Data excerpts:
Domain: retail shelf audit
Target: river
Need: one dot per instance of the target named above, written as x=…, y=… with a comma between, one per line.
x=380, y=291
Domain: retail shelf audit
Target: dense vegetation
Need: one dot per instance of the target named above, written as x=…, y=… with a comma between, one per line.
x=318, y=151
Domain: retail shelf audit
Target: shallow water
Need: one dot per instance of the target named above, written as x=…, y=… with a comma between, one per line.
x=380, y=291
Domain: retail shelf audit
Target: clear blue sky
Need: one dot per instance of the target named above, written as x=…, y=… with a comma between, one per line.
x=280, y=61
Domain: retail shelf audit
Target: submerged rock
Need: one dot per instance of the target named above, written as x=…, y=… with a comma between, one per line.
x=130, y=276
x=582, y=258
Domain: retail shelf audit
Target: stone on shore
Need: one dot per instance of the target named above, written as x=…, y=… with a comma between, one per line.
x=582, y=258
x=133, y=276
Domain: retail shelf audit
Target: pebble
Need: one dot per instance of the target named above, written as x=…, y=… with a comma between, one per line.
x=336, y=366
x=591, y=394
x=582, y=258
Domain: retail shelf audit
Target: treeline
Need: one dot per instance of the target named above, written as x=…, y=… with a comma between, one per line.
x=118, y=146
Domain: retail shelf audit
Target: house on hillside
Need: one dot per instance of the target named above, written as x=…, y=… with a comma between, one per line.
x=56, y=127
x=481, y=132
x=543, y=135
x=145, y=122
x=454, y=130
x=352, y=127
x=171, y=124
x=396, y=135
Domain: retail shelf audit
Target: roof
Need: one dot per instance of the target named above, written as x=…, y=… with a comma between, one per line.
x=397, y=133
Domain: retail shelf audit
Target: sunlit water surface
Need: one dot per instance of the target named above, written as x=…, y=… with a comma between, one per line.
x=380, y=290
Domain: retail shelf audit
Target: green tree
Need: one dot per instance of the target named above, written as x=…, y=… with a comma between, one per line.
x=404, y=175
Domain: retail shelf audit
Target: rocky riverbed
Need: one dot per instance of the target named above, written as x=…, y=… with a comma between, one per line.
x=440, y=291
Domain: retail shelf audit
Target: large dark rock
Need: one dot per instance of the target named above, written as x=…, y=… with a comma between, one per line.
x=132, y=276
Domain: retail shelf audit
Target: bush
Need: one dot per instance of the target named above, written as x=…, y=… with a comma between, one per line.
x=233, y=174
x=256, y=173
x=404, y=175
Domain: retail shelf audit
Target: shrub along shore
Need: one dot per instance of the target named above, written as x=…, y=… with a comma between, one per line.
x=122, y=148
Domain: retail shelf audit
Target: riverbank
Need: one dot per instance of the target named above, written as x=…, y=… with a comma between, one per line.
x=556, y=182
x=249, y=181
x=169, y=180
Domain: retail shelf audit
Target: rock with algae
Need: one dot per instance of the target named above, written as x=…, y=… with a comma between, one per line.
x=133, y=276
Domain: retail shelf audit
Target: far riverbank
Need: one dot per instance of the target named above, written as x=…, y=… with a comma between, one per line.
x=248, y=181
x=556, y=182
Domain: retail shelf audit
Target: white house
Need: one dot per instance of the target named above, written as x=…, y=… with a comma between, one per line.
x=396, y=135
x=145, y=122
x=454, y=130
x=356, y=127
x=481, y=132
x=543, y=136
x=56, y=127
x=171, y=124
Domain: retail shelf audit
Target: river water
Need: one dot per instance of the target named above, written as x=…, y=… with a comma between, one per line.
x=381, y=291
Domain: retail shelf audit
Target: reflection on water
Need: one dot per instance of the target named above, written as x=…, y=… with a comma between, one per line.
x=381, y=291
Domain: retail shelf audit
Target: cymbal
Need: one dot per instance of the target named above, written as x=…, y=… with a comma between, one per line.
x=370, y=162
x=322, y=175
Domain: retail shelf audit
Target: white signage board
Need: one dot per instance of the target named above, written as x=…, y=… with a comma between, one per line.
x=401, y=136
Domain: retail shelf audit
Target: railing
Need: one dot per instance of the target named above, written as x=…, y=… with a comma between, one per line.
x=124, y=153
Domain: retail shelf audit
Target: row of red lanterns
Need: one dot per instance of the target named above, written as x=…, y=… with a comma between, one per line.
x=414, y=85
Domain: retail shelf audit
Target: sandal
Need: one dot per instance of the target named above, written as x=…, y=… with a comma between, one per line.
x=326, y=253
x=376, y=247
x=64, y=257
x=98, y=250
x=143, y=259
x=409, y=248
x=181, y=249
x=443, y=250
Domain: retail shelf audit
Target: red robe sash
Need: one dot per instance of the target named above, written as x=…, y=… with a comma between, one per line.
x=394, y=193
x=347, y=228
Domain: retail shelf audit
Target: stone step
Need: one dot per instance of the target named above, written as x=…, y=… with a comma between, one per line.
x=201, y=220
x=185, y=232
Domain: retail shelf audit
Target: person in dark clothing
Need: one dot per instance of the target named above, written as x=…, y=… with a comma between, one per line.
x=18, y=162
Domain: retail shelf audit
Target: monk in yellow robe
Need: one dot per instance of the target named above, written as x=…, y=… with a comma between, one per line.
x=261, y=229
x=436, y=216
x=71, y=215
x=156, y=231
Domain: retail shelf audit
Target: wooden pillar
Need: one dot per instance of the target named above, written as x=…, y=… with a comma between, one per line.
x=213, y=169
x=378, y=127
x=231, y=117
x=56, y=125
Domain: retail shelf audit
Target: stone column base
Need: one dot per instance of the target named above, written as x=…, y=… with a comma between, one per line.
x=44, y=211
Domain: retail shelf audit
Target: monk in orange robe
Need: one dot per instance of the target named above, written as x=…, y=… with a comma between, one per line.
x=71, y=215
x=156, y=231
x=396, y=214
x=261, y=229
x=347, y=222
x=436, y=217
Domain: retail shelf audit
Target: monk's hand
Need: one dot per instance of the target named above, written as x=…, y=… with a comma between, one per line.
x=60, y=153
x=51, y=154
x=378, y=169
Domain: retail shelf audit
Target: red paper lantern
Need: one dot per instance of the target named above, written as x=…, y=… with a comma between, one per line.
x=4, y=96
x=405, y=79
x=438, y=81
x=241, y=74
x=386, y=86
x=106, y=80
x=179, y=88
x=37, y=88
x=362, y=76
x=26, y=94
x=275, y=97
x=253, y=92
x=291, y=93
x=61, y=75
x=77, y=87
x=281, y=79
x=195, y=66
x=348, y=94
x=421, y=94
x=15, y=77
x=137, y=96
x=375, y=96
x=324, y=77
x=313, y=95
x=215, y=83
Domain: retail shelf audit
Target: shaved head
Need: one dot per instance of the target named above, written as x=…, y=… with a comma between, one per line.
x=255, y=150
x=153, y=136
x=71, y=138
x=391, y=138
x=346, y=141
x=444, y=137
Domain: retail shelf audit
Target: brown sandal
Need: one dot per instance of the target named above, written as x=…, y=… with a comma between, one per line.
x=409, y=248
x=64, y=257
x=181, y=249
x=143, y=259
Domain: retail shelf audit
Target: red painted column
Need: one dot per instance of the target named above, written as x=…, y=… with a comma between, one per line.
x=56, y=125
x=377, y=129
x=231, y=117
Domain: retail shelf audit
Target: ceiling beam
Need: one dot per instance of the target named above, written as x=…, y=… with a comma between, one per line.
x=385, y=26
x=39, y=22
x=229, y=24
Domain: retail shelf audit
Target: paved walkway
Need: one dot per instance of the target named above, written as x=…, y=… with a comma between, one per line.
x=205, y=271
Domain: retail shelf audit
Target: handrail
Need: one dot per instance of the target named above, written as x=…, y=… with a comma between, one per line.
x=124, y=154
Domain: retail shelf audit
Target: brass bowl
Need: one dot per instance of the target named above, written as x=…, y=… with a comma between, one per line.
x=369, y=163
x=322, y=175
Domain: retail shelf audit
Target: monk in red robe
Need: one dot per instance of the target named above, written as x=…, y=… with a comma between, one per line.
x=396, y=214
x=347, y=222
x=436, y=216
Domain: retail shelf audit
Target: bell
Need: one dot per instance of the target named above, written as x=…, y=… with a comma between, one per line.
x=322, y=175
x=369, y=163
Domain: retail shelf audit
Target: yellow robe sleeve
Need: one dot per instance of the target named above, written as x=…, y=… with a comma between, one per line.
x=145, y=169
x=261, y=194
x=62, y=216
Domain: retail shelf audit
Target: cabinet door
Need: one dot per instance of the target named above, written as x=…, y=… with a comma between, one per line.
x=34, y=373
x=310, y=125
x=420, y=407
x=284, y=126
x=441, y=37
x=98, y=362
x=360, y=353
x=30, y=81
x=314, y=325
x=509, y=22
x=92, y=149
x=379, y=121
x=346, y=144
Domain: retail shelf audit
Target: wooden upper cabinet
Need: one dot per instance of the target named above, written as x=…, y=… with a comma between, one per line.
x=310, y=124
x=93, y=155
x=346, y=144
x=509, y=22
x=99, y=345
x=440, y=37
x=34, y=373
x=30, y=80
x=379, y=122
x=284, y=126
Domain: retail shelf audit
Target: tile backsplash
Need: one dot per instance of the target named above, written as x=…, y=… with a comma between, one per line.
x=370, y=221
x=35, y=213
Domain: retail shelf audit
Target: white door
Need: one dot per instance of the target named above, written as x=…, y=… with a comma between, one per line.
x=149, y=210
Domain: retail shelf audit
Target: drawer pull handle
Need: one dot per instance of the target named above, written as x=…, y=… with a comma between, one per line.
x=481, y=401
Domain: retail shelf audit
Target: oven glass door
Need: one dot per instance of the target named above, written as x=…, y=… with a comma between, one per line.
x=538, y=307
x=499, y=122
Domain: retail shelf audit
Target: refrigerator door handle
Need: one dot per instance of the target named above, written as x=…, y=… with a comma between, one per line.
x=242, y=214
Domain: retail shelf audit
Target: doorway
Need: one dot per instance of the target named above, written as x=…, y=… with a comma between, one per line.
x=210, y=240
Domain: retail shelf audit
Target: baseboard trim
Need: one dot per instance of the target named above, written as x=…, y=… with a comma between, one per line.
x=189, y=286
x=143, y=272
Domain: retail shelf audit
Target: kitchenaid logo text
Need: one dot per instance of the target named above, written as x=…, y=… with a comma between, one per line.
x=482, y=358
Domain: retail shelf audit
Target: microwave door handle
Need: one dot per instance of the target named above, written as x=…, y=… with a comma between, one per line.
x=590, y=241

Task description:
Your answer should consist of each line above in which "house" appears.

Reply:
Target: house on hillside
Target: white house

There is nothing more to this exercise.